> _Exercise goal_
Copy out the rows from the line with "request: trace the outline of every instance of the person" to the line with "101], [180, 107]]", keeping both of those lines.

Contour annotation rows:
▬▬▬
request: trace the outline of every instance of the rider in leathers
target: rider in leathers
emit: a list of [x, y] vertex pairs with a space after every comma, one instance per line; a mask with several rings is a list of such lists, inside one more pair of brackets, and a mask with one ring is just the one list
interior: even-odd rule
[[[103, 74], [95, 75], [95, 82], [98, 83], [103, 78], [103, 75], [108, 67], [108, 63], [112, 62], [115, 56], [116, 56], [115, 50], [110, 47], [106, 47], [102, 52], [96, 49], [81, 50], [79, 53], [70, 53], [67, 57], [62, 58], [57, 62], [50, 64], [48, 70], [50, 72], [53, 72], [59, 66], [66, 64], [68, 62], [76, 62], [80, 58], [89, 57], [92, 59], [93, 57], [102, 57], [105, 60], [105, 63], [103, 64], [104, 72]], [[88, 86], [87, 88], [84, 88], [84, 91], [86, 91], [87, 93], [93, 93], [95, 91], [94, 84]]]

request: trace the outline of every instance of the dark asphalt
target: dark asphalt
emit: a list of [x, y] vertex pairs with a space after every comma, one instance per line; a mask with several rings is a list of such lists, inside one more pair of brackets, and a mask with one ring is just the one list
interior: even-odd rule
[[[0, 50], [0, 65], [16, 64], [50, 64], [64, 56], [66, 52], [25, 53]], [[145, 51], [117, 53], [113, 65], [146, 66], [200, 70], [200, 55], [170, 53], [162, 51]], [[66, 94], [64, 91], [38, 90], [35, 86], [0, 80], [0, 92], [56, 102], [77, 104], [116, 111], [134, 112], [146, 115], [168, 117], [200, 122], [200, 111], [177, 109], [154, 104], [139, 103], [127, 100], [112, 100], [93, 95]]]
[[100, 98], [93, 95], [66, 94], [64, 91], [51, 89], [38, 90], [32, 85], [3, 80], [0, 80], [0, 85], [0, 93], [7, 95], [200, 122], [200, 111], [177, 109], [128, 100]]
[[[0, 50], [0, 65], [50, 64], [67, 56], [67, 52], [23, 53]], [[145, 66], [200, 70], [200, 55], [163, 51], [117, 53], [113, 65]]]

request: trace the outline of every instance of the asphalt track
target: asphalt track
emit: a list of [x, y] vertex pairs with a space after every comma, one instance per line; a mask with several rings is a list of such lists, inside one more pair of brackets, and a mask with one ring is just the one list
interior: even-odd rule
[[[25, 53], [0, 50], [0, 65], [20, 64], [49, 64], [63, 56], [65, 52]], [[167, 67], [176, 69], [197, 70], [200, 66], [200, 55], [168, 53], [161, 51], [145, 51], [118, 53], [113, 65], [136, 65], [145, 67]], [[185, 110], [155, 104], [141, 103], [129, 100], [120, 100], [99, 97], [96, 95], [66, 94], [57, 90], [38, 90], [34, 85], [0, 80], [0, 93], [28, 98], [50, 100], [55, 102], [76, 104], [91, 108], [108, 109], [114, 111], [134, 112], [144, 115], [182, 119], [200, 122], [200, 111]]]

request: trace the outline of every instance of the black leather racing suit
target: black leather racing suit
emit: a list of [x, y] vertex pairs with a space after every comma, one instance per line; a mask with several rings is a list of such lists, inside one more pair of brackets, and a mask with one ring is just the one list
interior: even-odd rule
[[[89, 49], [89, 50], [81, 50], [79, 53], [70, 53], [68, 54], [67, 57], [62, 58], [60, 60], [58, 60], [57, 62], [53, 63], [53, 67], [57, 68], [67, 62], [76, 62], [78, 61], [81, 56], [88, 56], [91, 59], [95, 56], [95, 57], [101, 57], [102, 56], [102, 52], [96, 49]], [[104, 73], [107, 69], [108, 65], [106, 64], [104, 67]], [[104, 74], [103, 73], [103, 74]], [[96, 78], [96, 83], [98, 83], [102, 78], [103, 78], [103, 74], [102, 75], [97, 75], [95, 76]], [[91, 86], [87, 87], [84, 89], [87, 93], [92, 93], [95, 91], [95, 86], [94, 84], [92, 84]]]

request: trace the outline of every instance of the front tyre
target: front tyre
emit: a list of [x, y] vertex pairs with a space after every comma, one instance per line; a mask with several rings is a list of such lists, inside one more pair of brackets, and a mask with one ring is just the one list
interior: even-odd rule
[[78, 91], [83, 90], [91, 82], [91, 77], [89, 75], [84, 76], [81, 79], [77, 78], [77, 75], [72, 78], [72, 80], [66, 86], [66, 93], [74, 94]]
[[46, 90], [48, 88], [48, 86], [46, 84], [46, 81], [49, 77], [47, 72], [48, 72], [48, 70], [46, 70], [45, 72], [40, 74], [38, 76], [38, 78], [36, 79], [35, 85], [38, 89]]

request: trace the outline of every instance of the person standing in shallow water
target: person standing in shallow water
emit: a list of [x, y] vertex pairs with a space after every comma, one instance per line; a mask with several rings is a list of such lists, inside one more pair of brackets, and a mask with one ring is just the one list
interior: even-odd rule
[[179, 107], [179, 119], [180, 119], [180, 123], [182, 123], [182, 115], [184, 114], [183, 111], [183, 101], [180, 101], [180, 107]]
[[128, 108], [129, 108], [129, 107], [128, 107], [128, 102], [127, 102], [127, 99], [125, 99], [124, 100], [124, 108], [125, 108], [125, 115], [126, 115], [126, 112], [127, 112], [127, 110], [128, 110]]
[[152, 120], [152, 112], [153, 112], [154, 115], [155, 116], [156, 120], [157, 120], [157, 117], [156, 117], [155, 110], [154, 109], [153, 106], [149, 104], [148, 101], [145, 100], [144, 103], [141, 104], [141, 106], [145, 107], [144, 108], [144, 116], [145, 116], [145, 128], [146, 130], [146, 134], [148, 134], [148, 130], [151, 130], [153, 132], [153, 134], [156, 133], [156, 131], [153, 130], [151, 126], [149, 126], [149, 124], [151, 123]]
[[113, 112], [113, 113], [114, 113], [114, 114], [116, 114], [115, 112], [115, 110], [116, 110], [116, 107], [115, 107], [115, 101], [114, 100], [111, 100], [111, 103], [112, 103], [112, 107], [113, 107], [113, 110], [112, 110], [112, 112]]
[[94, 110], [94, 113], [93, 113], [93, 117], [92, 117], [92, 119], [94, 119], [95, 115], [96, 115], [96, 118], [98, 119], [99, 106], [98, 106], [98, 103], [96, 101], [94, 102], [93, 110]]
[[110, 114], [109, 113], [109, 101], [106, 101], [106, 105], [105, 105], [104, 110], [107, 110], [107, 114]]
▬▬▬
> _Answer to the problem_
request: trace the outline of every instance of the person standing in shallow water
target: person standing in shallow water
emit: a list of [x, y] vertex pairs with a space after every comma, one instance per line; a mask with several rings is a list of such lists, inside one more pair of brackets, and a mask with one ring is just the one list
interior: even-odd rule
[[179, 107], [179, 119], [180, 119], [180, 123], [182, 123], [182, 115], [184, 114], [183, 111], [183, 101], [180, 101], [180, 107]]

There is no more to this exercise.